— START OF TASK INPUTS —

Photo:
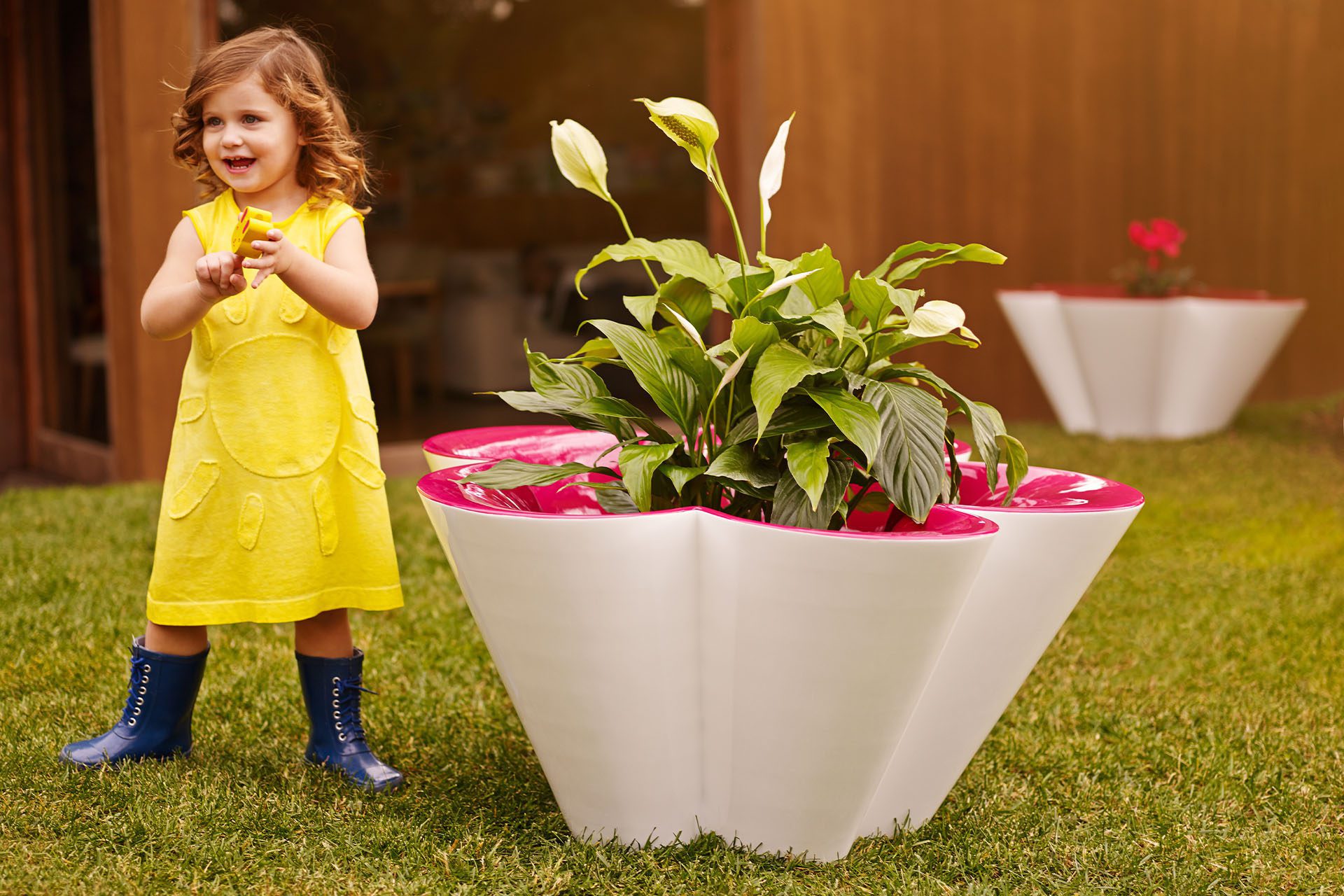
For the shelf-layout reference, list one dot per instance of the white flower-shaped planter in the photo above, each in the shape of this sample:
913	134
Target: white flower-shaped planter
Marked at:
1147	367
790	690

— END OF TASK INPUTS —

→ **YOUR TASK**:
Lay out these lines as a Markdown table with the columns "Row" and "Line," numbering each row and skipping blank lines. Leave the pictures out.

→ **REPLY**:
| Row | Line |
|---|---|
| 1 | Photo: |
| 2 | For the shelf-layout reference, list one dot per instance of the white flower-shaped planter in the photo above, each in the shape of this sample: |
| 3 | 913	134 |
| 4 | Target: white flower-shaped planter |
| 5 | Marked at: |
| 6 | 1147	367 |
| 7 | 790	690 |